AVAILABLE RECORDS
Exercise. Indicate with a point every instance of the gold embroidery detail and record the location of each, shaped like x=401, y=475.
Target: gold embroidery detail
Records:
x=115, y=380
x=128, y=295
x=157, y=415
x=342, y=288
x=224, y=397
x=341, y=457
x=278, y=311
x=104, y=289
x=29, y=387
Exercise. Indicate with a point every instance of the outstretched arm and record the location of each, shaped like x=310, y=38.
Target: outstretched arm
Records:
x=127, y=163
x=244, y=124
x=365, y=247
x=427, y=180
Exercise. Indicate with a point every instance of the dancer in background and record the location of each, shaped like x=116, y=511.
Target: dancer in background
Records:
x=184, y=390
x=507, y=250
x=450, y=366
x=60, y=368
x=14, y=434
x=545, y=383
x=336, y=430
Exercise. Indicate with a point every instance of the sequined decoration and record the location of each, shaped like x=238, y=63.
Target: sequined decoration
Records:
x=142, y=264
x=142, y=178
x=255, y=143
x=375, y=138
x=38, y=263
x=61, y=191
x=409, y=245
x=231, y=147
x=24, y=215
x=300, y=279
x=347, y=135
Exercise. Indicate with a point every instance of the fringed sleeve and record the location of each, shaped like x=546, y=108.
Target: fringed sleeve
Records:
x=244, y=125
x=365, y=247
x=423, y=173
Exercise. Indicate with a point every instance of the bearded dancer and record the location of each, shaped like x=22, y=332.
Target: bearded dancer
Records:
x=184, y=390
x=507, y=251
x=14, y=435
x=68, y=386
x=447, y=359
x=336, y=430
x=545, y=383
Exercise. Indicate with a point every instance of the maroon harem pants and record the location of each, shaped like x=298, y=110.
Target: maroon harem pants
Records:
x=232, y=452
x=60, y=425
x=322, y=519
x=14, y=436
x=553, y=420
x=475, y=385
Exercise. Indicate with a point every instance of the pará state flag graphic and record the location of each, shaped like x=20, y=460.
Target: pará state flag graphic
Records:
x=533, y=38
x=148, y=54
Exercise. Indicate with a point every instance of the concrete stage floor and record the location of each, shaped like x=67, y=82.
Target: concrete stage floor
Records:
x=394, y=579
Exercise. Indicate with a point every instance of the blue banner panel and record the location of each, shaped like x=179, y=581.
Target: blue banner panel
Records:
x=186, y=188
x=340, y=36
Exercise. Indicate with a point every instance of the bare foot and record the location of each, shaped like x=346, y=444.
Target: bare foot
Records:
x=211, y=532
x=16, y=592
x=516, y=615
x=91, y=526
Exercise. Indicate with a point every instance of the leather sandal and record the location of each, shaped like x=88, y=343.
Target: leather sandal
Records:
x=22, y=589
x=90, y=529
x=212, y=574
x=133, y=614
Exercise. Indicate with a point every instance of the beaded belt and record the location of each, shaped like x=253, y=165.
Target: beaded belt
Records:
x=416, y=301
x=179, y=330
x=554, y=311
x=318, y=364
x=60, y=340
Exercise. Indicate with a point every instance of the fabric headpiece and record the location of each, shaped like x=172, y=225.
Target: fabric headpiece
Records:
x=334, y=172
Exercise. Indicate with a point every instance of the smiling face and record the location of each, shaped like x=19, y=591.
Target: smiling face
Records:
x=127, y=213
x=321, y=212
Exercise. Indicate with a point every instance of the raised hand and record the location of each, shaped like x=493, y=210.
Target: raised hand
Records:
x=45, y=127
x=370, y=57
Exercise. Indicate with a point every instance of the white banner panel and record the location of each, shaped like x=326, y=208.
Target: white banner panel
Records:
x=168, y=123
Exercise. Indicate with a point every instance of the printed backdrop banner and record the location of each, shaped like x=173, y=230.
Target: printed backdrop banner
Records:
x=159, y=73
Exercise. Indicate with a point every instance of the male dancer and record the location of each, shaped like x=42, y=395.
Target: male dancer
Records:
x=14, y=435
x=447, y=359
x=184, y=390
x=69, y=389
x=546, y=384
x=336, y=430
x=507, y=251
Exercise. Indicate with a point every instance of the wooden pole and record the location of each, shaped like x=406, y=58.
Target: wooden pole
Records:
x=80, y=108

YOUR ASSIGNMENT
The records above are to be duplicated exactly, every one of them.

COMPLETED EXERCISE
Exercise. Indicate with a point every instance of the gold embroidery detail and record the location of each, shaped like x=401, y=475.
Target: gold embroidery detail
Records:
x=115, y=380
x=128, y=295
x=157, y=415
x=342, y=288
x=224, y=397
x=341, y=457
x=278, y=311
x=104, y=289
x=29, y=387
Exercise. Indicate with a point every instance of the outstretched arm and record the location of each, shaped like x=310, y=38.
Target: outstretched arm
Records:
x=127, y=163
x=244, y=124
x=365, y=247
x=427, y=180
Exercise. Indicate with a point every instance of the dancer in background and record the location of each, shaped like x=116, y=511.
Target: dancer in background
Records:
x=184, y=390
x=507, y=250
x=450, y=366
x=60, y=368
x=14, y=434
x=545, y=383
x=336, y=430
Exercise. Indicate with a point every instance of the sequined decoration and record the location of each, shaped like x=238, y=63.
Target: sequined decoration
Records:
x=142, y=264
x=142, y=178
x=255, y=143
x=375, y=138
x=38, y=263
x=61, y=191
x=409, y=245
x=231, y=147
x=24, y=215
x=300, y=279
x=347, y=135
Exercise. Indicate with a point every instance of the fringed sleeve and record the location of each, shaped like x=546, y=108.
Target: fringed sleeve
Records:
x=244, y=125
x=365, y=247
x=423, y=173
Exercise. Indicate with a point every instance of the bearded dancer and record the location of each, shaped like x=22, y=332.
Target: bearded dancer
Records:
x=184, y=390
x=507, y=251
x=14, y=435
x=68, y=386
x=447, y=359
x=336, y=430
x=545, y=383
Exercise. Indicate with a point every instance of the maroon harem pants and record the location of each, shaped like x=298, y=110.
Target: maroon harem pants
Records:
x=232, y=452
x=60, y=425
x=322, y=519
x=14, y=436
x=553, y=420
x=475, y=385
Exercise. Indicate with a point every instance of the pará state flag graphic and record the location of each, shaped like x=20, y=460.
Target: pará state flag graphic
Records:
x=533, y=38
x=148, y=54
Exercise. Indicate with a point every instance of the concrete stage floor and record the location of each, shaped like x=67, y=82.
Target: concrete stage floor
Records:
x=394, y=579
Exercise. Indicate with a point every instance of the blue banner panel and record the location of each, shaped like x=179, y=581.
Target: blue banner panel
Records:
x=186, y=188
x=340, y=36
Exercise. Indicate with a point every instance of the bare foot and record the location of each, shaped like x=346, y=444.
Target: bare foot
Records:
x=211, y=532
x=16, y=592
x=516, y=615
x=91, y=526
Exercise. Indicate with a point every instance of the leather sandal and record the location of each, shaped like x=88, y=343.
Target: leather sandal
Records:
x=22, y=589
x=90, y=529
x=212, y=574
x=133, y=614
Exercise. Indicate with a point every instance of the beaded belt and record the location of each, shaped like x=253, y=165.
Target: beaded belt
Records:
x=416, y=301
x=179, y=330
x=554, y=311
x=318, y=364
x=60, y=340
Exercise. Indicate with a point every instance of the fabric headpiece and record the location of each, shaped like x=172, y=225.
Target: fabric headpiece
Records:
x=334, y=172
Exercise. Indicate with a point every instance of the smiling face and record the location of each, shaped like x=19, y=591.
Target: smiling face
Records:
x=127, y=213
x=321, y=212
Exercise. Indicate with a point every instance of the raised hand and record the location of each, shaped like x=493, y=210.
Target: raised hand
Records:
x=45, y=127
x=370, y=57
Exercise. Indicate with a point every instance of the white banner panel and record the location of each, shaped like x=326, y=208.
Target: white banner panel
Records:
x=168, y=123
Exercise. Indicate with a point every instance of the printed backdrop banner and record the location of each, shaped like x=173, y=230.
Target: printed backdrop banner
Records:
x=159, y=73
Exercise. Indicate with a point every instance of the male dancer and record the location of each, shaped like x=42, y=395.
Target: male dancer
Records:
x=14, y=435
x=447, y=359
x=184, y=390
x=69, y=389
x=546, y=384
x=336, y=430
x=507, y=251
Exercise. Indicate with a point every instance of the wooden pole and record the location of each, shaped like x=406, y=58.
Target: wooden pole
Records:
x=80, y=108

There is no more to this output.